▸ **DIRECTIONS**: Copy the entries below exactly, but only from the line containing "Pick out every instance of the yemeni" through the final line.
─── DATA UNDER STUDY
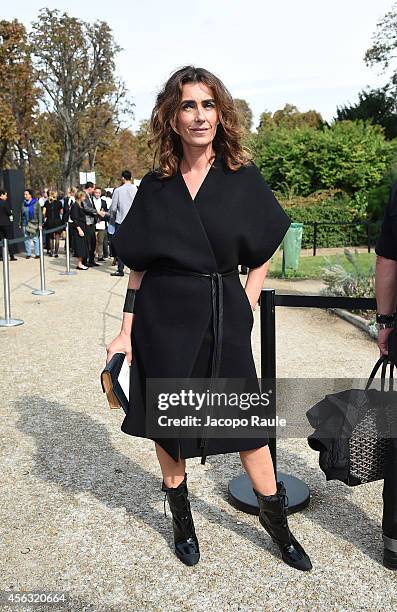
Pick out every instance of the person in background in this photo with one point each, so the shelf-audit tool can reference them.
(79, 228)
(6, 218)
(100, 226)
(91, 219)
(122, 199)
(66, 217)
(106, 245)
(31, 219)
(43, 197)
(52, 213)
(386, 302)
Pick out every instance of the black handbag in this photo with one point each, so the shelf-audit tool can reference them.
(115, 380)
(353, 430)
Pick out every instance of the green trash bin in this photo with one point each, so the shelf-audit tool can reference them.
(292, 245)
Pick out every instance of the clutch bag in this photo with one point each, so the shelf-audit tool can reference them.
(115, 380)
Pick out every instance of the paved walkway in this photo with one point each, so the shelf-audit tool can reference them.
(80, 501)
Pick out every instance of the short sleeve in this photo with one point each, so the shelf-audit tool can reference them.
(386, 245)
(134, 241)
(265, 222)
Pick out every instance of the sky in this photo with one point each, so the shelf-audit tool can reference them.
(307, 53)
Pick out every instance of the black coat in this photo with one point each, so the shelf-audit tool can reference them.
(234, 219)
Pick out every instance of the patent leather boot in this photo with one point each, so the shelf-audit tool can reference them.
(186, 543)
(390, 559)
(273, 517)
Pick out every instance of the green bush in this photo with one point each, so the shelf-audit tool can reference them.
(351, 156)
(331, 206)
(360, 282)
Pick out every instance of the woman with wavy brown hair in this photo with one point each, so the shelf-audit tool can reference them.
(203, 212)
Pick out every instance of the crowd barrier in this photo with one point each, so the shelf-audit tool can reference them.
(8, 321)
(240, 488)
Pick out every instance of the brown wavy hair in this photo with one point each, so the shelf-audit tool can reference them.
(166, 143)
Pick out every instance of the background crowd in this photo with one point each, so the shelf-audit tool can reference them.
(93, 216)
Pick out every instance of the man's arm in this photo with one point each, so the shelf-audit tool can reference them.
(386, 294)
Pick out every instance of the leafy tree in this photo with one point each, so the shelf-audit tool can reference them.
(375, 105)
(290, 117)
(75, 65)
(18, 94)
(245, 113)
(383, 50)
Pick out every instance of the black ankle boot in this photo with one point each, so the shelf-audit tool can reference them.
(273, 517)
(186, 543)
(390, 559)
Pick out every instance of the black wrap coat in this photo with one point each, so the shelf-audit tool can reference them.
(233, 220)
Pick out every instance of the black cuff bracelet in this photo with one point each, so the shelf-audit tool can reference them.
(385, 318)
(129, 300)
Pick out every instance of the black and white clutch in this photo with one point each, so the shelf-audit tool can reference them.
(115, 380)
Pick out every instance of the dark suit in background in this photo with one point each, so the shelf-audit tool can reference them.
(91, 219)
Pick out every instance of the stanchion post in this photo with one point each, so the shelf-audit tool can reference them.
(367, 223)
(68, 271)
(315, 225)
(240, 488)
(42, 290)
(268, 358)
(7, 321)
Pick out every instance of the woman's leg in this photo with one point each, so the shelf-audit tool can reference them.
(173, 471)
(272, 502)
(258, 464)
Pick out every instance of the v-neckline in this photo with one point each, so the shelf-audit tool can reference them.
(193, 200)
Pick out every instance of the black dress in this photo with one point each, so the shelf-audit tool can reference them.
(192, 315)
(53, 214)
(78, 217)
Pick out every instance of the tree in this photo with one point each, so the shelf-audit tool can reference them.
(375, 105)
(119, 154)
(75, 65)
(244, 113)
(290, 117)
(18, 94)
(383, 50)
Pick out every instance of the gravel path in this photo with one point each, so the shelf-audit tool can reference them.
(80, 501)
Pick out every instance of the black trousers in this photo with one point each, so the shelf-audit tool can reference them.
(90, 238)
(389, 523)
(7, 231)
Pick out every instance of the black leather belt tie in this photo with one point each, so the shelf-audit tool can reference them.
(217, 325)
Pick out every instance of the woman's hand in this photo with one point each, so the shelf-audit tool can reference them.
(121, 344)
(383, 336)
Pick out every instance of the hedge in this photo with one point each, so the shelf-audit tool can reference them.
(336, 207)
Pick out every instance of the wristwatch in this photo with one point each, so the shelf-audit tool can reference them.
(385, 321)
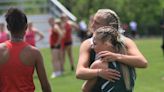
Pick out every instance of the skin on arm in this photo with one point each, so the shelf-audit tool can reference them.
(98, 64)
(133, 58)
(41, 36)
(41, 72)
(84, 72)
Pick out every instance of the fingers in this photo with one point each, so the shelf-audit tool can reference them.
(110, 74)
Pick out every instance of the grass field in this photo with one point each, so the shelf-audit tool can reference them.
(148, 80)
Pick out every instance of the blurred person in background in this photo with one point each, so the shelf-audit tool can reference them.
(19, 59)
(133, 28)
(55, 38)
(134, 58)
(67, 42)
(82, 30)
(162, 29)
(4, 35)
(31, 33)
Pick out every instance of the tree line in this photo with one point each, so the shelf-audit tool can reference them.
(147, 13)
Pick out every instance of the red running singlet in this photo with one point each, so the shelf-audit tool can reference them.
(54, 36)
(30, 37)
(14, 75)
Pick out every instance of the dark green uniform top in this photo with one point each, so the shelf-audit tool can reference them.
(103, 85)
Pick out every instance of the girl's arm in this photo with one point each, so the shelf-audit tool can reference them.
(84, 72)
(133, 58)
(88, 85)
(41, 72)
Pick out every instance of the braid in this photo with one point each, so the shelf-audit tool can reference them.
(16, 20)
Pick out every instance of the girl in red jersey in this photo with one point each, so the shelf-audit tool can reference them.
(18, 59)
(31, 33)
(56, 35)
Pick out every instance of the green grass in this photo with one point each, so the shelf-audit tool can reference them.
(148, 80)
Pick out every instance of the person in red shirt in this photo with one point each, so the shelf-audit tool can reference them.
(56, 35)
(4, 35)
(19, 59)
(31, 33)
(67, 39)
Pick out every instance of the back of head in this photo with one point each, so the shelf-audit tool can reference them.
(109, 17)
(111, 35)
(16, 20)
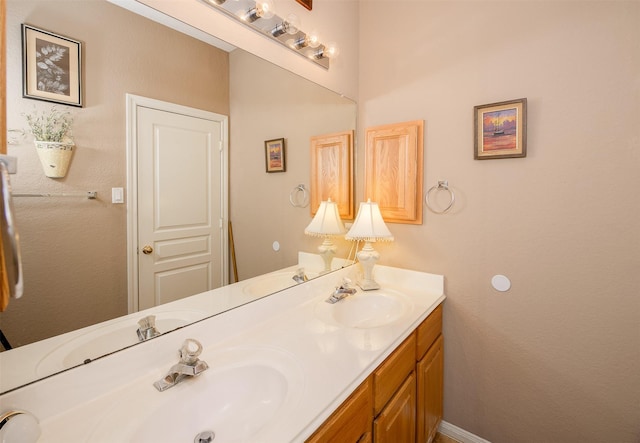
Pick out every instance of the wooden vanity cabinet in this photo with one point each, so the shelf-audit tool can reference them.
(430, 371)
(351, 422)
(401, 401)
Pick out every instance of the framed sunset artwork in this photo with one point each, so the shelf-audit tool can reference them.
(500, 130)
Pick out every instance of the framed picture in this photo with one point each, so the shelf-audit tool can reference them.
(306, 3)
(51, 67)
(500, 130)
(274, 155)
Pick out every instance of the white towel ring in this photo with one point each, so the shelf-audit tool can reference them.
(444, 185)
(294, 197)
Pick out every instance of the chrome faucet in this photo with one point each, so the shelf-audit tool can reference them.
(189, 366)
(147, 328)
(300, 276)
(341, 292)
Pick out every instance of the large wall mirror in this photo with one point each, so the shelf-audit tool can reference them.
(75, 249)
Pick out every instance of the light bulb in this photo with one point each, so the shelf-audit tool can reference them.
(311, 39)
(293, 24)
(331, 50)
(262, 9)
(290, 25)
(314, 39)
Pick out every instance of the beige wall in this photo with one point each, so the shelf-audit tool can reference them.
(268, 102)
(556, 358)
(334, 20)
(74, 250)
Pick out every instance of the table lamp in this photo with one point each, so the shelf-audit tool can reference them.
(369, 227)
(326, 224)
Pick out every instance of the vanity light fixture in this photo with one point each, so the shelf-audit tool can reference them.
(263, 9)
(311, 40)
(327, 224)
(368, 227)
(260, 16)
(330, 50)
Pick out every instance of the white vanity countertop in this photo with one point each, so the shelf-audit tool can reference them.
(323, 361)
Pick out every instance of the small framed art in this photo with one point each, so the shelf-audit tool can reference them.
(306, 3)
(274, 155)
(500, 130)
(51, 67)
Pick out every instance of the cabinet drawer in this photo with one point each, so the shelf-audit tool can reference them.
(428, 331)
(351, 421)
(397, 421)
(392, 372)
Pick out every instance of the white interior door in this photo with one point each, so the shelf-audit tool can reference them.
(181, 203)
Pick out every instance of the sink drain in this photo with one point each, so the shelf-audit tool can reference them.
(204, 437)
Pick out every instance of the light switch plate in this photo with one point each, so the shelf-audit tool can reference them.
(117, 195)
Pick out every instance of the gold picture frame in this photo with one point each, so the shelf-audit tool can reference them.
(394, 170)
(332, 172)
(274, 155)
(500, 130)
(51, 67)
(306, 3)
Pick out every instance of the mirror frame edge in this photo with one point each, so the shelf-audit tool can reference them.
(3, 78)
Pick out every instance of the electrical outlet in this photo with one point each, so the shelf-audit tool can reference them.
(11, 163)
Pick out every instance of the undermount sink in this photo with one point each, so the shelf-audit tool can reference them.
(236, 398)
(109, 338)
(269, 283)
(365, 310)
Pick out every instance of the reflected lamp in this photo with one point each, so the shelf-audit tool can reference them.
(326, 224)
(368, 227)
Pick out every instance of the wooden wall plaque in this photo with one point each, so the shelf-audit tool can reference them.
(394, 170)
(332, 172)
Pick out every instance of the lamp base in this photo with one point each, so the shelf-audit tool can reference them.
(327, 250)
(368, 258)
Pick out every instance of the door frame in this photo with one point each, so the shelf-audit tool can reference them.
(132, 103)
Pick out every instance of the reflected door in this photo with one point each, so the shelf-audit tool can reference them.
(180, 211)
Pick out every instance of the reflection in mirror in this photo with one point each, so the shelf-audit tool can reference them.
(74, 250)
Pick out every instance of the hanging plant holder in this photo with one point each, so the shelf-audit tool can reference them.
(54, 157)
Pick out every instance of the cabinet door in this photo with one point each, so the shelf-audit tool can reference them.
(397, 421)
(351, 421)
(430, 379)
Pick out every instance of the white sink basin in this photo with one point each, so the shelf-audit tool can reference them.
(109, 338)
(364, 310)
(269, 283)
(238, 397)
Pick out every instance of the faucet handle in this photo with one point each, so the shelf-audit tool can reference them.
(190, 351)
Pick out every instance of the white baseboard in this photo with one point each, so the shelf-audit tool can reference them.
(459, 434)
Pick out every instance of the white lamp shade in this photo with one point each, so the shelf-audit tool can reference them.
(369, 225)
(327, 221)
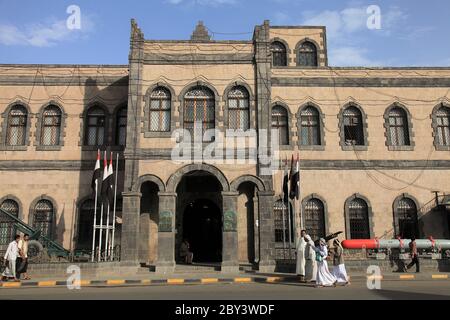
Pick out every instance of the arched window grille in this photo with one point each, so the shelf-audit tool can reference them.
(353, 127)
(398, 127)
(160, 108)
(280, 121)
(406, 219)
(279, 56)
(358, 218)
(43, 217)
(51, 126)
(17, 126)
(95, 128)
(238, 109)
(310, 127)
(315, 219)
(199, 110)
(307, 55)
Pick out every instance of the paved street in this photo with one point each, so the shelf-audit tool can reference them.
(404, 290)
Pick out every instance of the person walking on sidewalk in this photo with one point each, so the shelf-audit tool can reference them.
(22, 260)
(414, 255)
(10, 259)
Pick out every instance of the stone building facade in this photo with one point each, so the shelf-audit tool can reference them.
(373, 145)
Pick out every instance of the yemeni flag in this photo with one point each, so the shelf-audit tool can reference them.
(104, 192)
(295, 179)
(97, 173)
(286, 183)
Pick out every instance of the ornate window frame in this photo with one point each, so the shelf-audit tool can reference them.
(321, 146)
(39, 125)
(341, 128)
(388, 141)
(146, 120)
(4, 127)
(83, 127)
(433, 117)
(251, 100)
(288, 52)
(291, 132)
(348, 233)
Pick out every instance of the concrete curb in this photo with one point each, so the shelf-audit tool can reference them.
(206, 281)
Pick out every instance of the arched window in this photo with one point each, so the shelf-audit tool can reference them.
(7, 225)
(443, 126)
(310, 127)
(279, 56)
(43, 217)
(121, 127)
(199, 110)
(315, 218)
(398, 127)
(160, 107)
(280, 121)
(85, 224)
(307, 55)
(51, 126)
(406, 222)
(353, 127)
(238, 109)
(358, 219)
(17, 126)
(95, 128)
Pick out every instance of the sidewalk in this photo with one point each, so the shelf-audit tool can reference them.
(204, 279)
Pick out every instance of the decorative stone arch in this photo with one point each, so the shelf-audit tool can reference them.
──────
▸ **SOLUTION BELOW**:
Pick out every instance of the yemeni flag in this photo with one point each, so the shelf-audit tool can reference them.
(104, 192)
(295, 179)
(97, 173)
(286, 183)
Pick out every instance of the ornate window frame in this photo with one point each, so the shelf-audit tool can reference them.
(321, 146)
(39, 125)
(341, 128)
(388, 141)
(146, 120)
(4, 127)
(83, 127)
(433, 117)
(251, 100)
(288, 52)
(291, 132)
(348, 233)
Pick out every instance of the concrete curb in this photo with one point each, so the shelf-audit tool can reference them.
(206, 281)
Pick out every instance of the arched window in this photo with one point each, so the shelf-audit tool can reference them.
(7, 225)
(443, 126)
(310, 127)
(279, 56)
(43, 217)
(121, 127)
(199, 110)
(315, 218)
(398, 127)
(160, 107)
(280, 121)
(85, 224)
(307, 55)
(51, 126)
(406, 222)
(353, 127)
(238, 109)
(358, 219)
(17, 126)
(95, 128)
Pick out every instance of the sidewalk in this photo with one point each, so the shelf-audit tool can reference them.
(204, 279)
Pick out every instance of the decorative stone arch in this photo with one point each, so the shelf-audit tool can reference them.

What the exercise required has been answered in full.